OBJETIVO A:
Reúna todas as linhas abaixo que contêm a palavra "tail".

TRECHO DO TEXTO:
____________
6:29O presente modifica o passado

Por Ivan Schmidt

O leitor brasileiro foi obrigado a esperar exatos 94 anos para ter debaixo dos olhos o livro Nós, do enigmático escritor russo Ievguêni Zamiátin (1844-1937), lançado no ano passado pela Editora Aleph (SP), com a tradução direta do russo assinada por Gabriela Soares, que apesar de evento marcante em nossa indústria editorial sequer desfrutou da prerrogativa de ter o nome grafado nas primeiras páginas do volume, diga-se de passagem, diagramado com algum requinte psicodélico.

De qualquer forma trata-se de um privilégio para o leitor de língua portuguesa (originalmente o livro foi publicado em inglês e logo traduzido para outros idiomas menos o nosso), que cerca de cem anos depois tem acesso a um texto escrito por um dissidente russo que desde a época dos czares tencionava deixar o país alegando que seus escritos, quase sem exceção, eram censurados e proibidos de circular.

Os editores avisam na nota introdutória que a primeira publicação do livro ocorreu nos Estados Unidos, em 1924, com a tradução do russo para o inglês feita a partir de uma cópia transportada clandestinamente para lá, acrescentando que Nós é um romance distópico e, por esse motivo, considerado “ideologicamente indesejável” pelo regime soviético.

Zamiátin imaginou “um governo totalitário chamado Estado Único que, supostamente pelo bem da sociedade, privou a população de direitos fundamentais como o livre arbítrio, a individualidade, a imaginação, a liberdade de expressão e o direito à própria vida”.
____________
[Parte de um arquivo de dados]
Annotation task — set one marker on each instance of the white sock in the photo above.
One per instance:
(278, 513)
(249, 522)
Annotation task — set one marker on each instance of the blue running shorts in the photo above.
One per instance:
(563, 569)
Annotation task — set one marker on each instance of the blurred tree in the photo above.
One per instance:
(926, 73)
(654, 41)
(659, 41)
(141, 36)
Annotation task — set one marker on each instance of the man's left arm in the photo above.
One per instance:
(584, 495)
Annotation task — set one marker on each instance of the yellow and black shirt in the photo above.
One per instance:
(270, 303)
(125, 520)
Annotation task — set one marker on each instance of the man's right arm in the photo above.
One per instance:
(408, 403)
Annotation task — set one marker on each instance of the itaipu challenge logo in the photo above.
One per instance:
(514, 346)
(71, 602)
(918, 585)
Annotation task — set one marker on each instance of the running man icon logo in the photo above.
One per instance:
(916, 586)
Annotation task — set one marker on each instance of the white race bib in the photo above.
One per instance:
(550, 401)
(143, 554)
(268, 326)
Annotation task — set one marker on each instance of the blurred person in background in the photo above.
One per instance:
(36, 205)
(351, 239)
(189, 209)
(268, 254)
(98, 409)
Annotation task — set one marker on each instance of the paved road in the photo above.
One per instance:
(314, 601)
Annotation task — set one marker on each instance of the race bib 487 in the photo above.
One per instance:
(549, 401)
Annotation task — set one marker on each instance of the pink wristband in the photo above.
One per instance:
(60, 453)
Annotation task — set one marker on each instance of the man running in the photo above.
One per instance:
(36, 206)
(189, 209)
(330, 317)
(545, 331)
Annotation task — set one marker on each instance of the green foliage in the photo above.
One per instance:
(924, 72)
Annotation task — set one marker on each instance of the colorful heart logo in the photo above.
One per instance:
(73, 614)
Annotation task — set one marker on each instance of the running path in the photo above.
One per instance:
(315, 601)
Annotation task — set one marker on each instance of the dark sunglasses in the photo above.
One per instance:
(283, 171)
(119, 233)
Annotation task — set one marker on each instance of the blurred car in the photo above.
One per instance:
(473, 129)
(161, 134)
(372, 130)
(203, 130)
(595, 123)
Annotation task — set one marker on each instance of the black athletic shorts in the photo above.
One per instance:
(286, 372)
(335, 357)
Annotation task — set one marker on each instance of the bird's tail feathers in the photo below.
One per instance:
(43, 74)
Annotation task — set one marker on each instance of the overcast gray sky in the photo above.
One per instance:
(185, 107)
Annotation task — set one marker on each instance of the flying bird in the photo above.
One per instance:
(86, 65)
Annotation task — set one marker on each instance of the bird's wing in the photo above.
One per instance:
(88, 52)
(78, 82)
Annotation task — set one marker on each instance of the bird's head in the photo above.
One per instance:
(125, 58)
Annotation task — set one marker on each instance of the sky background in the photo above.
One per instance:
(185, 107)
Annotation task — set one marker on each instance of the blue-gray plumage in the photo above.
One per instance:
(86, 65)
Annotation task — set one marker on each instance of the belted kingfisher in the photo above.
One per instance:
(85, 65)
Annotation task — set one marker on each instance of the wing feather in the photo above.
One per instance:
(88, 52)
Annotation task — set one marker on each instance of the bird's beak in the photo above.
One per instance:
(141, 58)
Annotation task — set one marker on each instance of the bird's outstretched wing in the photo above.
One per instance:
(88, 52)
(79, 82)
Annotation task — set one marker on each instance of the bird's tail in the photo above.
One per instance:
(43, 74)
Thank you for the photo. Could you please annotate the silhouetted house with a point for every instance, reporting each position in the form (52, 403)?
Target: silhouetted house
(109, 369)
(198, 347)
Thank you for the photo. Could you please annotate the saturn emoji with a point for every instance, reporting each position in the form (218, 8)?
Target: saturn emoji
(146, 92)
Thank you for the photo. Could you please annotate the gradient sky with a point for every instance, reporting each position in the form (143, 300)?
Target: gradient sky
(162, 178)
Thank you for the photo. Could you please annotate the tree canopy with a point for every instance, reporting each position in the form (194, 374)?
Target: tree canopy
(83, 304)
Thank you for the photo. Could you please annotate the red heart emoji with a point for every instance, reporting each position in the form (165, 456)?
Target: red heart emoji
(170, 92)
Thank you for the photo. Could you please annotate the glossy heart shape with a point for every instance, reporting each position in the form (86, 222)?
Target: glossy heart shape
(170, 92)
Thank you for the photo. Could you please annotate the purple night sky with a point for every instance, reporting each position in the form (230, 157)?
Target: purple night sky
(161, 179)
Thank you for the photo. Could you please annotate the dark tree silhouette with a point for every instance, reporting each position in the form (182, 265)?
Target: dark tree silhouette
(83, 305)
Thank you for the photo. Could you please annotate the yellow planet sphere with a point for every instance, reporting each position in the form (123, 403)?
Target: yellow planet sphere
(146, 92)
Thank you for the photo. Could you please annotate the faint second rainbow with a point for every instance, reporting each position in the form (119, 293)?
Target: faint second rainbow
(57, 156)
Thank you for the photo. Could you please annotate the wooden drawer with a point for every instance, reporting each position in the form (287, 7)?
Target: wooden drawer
____________
OBJETIVO B:
Reescreva a parte do texto sobre o romance Nós que começa com as palavras "Por Ivan Schmidt" e termina em "proibidos de circular.", trocando "leitor" por "público".

RESULTADO DA TAREFA A:
Annotation task — set one marker on each instance of the bird's tail feathers in the photo below.
Annotation task — set one marker on each instance of the bird's tail in the photo above.

RESULTADO DA TAREFA B:
Por Ivan Schmidt

O público brasileiro foi obrigado a esperar exatos 94 anos para ter debaixo dos olhos o livro Nós, do enigmático escritor russo Ievguêni Zamiátin (1844-1937), lançado no ano passado pela Editora Aleph (SP), com a tradução direta do russo assinada por Gabriela Soares, que apesar de evento marcante em nossa indústria editorial sequer desfrutou da prerrogativa de ter o nome grafado nas primeiras páginas do volume, diga-se de passagem, diagramado com algum requinte psicodélico.

De qualquer forma trata-se de um privilégio para o público de língua portuguesa (originalmente o livro foi publicado em inglês e logo traduzido para outros idiomas menos o nosso), que cerca de cem anos depois tem acesso a um texto escrito por um dissidente russo que desde a época dos czares tencionava deixar o país alegando que seus escritos, quase sem exceção, eram censurados e proibidos de circular.